▶ [Aim of the exercise] Reproduce the listing below word for word, leaving out the pictures.

###

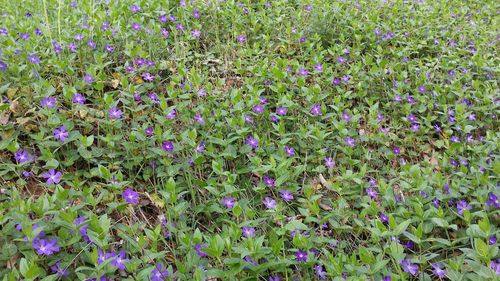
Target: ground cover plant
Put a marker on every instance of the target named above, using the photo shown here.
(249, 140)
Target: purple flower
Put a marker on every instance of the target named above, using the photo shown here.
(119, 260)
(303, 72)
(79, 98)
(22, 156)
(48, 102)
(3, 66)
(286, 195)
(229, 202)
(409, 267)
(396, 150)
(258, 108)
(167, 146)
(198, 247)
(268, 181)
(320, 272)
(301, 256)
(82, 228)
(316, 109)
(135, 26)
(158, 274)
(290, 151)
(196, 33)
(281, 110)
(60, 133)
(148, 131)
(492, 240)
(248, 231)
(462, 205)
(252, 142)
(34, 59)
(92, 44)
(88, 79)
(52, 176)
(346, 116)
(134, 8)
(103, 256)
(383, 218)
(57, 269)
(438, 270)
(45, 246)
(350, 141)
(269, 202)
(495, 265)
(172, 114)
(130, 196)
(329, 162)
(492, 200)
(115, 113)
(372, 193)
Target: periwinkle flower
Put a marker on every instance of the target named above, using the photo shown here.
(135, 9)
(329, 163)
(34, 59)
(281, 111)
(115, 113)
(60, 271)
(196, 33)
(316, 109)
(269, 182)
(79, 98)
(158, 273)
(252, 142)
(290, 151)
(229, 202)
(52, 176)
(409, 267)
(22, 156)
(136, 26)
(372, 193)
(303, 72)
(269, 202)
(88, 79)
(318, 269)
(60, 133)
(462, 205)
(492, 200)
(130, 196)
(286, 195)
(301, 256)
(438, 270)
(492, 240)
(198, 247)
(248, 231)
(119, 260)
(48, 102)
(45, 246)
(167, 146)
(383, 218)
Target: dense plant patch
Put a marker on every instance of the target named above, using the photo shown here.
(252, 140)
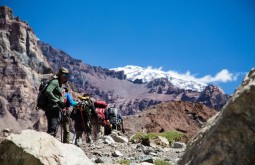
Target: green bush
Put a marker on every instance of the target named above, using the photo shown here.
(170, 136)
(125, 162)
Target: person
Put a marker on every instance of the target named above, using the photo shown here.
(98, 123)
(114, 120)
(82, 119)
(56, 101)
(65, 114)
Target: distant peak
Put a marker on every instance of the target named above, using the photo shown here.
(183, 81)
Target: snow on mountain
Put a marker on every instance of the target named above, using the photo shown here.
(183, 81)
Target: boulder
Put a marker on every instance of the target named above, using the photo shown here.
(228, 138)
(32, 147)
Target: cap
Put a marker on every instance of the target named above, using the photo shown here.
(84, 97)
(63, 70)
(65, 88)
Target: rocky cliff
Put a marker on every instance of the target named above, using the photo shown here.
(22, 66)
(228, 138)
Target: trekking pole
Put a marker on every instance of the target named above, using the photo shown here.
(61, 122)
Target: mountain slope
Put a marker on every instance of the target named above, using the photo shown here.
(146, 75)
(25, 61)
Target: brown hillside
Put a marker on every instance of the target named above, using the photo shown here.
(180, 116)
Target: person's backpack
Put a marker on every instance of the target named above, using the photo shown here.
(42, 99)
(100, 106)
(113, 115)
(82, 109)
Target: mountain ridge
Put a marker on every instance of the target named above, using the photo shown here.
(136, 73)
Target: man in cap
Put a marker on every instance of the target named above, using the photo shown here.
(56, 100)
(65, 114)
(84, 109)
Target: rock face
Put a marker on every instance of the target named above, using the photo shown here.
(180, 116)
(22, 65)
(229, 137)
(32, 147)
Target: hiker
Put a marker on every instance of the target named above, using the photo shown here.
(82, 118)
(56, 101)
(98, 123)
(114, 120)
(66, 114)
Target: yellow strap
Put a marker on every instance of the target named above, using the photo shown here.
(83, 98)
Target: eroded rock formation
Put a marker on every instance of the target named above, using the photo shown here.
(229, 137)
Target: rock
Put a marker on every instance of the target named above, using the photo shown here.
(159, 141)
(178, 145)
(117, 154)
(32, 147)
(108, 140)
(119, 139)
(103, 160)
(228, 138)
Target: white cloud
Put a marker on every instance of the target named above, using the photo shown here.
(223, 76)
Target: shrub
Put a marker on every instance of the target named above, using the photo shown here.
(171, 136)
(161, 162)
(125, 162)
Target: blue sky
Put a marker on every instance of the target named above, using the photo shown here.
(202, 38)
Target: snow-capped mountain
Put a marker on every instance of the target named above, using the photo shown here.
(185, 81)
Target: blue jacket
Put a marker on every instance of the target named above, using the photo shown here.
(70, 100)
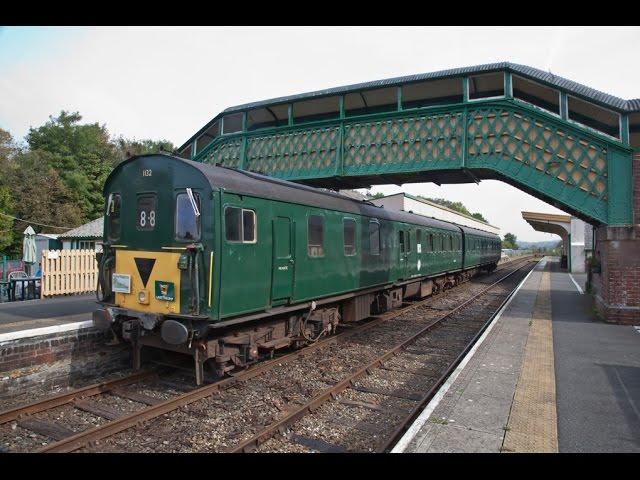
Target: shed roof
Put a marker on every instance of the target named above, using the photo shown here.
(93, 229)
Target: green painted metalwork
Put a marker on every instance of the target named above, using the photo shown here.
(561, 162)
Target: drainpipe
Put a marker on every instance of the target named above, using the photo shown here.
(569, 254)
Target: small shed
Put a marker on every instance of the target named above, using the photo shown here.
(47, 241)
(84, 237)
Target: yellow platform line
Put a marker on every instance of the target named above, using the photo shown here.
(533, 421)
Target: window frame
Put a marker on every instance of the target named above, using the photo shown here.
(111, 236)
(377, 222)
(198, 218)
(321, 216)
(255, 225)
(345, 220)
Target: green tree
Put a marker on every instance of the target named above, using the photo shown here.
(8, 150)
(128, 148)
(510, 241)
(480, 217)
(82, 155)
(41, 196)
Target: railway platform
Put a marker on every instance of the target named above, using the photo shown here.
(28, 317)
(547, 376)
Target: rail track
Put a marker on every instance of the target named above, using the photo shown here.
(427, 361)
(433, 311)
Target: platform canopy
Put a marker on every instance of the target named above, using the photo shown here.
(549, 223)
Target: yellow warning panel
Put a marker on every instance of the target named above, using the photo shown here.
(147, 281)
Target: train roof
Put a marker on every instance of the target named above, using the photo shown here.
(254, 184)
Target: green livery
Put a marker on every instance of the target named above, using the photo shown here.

###

▶ [Output]
Target: ground cover plant
Put a marker on every instance of the target named above, using the photo shown here.
(249, 140)
Target: purple flower
Put a marker on every instance of the target named above, using the photo shown here.
(119, 260)
(303, 72)
(79, 98)
(22, 156)
(48, 102)
(3, 66)
(286, 195)
(229, 202)
(409, 267)
(396, 150)
(258, 108)
(167, 146)
(198, 247)
(268, 181)
(320, 272)
(301, 256)
(82, 228)
(316, 109)
(135, 26)
(158, 274)
(290, 151)
(196, 33)
(281, 110)
(60, 133)
(148, 131)
(492, 240)
(248, 231)
(462, 205)
(252, 142)
(34, 59)
(92, 44)
(88, 79)
(52, 176)
(346, 116)
(134, 8)
(103, 256)
(383, 218)
(57, 269)
(438, 270)
(45, 246)
(350, 141)
(269, 202)
(495, 265)
(172, 114)
(130, 196)
(329, 162)
(492, 200)
(115, 113)
(372, 193)
Target: periwinkle flower
Put a marker on every instance of the target named above, using the photo shown here.
(135, 9)
(329, 163)
(34, 59)
(281, 111)
(115, 113)
(60, 271)
(196, 33)
(316, 109)
(269, 182)
(79, 98)
(158, 273)
(252, 142)
(290, 151)
(229, 202)
(52, 176)
(409, 267)
(22, 156)
(136, 26)
(372, 193)
(303, 72)
(269, 202)
(88, 79)
(318, 269)
(60, 133)
(462, 205)
(492, 200)
(130, 196)
(286, 195)
(301, 256)
(438, 270)
(492, 240)
(198, 247)
(248, 231)
(119, 260)
(48, 102)
(45, 246)
(167, 146)
(383, 218)
Target: dense plant patch
Put a marker on every instance of the target named above, using the photo shown here.
(252, 140)
Target: green bush
Put a marker on every instance of the target named above, using the photo shown here.
(170, 136)
(125, 162)
Target: person
Put a marker on every instance of the target named above, using the photo shown here.
(98, 123)
(114, 120)
(82, 119)
(56, 101)
(65, 114)
Target: distant peak
Put a marker on every instance of the target named above, using the photo shown here.
(183, 81)
Target: snow on mountain
Put a marker on every instance of the target named above, using the photo shown here.
(183, 81)
Target: boulder
Put a marker on every instance of the target named above, using the photo shown here.
(228, 138)
(32, 147)
Target: cap
Put a marker on every instance of the target named above, using the photo shown here.
(84, 97)
(63, 70)
(65, 88)
Target: rocky cliff
Put a marker on every instance of the target named above, using the photo shown here.
(22, 66)
(228, 138)
Target: trekking pole
Put a marker on every instance of the target named above, using the photo shown here.
(61, 122)
Target: mountain slope
Put a marker on every instance of the target named above, using the photo shown here.
(146, 75)
(25, 61)
Target: brown hillside
Put a marker on every instance of the target named above, using the photo shown here.
(180, 116)
Target: person's backpack
Put a marker on every instance of the target named above, using the photo shown here.
(42, 99)
(100, 106)
(113, 115)
(82, 109)
Target: mountain ridge
Put a marker on every instance of the target named above, using the photo shown here.
(136, 73)
Target: man in cap
Put a marker on every instance of the target named above, using the photo shown here.
(56, 100)
(65, 114)
(84, 109)
Target: rock face
Put a marker on every instance of the target named above, using the photo shown here.
(180, 116)
(22, 65)
(229, 137)
(32, 147)
Target: hiker
Put a marker on every instance of the target named above, using the photo shown here.
(82, 118)
(56, 101)
(98, 123)
(114, 120)
(66, 114)
Target: yellow strap
Put a marker on every instance of the target named above, using the photo shown here.
(83, 98)
Target: eroded rock formation
Put a marker on every instance of the target named above, using the photo shown here.
(229, 137)
Target: rock
Put a marker on every instance of the target named above, using the photo shown here.
(159, 141)
(178, 145)
(117, 154)
(32, 147)
(108, 140)
(119, 139)
(103, 160)
(228, 138)
Target: white cloud
Put a marker on every instance of the target named above, using the photo shown here.
(223, 76)
Target: shrub
Put a marker on every instance of the target named above, using the photo shown here.
(171, 136)
(161, 162)
(125, 162)
Target: blue sky
Put a marker on every instance of the target named above, using the photo shown here.
(202, 38)
Target: snow-capped mountain
Put a marker on every instance of the target named above, using the photo shown here.
(185, 81)
Target: blue jacket
Put a marker on every instance of the target named above, using the photo shown here.
(70, 100)
Target: shed roof
Put a marker on every instance of the target named above, using the photo shown here.
(93, 229)
Target: green painted metalwork
Put a marker on every instance of the target named above, using the photo shown here.
(561, 162)
Target: drainpipe
Put a marker on every instance of the target named above, using the photo shown here.
(569, 254)
Target: small shed
Put a marker on every instance of the target named above, using the photo shown here.
(47, 241)
(84, 237)
Target: yellow platform line
Put a marker on every instance of the target named above, using the photo shown here.
(533, 421)
Target: window frame
Put a marker on every instance of the target named above, using the photo shown here.
(111, 236)
(377, 222)
(198, 218)
(321, 216)
(255, 225)
(345, 220)
Target: green tree
Put a marker on every instance of the target named above, using the photo shown here.
(8, 150)
(128, 148)
(510, 241)
(480, 217)
(82, 155)
(41, 196)
Target: railway platform
Put a marker on every instance of the target named above, using the photo shown here.
(28, 317)
(547, 376)
Target: rail track
Put a marker on every instance of the target named above, using the photo shown here.
(427, 361)
(433, 311)
Target: platform canopy
Put a marker on every instance of the target named above, using the photo shown here.
(549, 223)
Target: yellow warning panel
Put a marker on every instance of the target named above, using the photo shown here.
(147, 281)
Target: train roof
Put a marker on every instance of the target named above, using the photo shown here.
(254, 184)
Target: green livery
Put a marker on every instance of the target named above, using the photo shown here.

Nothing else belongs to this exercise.